** BEGIN Records supplied **

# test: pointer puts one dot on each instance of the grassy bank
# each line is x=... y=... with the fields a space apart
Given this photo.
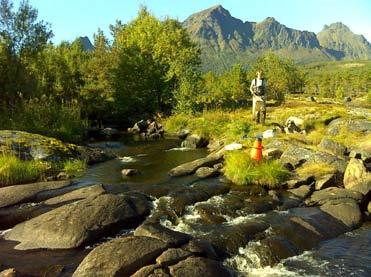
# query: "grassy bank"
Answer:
x=241 y=170
x=231 y=126
x=15 y=171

** END Records supplied **

[Instructions to follow]: Gather every line of the listing above that contains the string "bank", treating uppercase and lowercase letters as different.

[Answer to the exercise]:
# test: pointer puts one dot on each instance of the grassy bank
# query: "grassy bank"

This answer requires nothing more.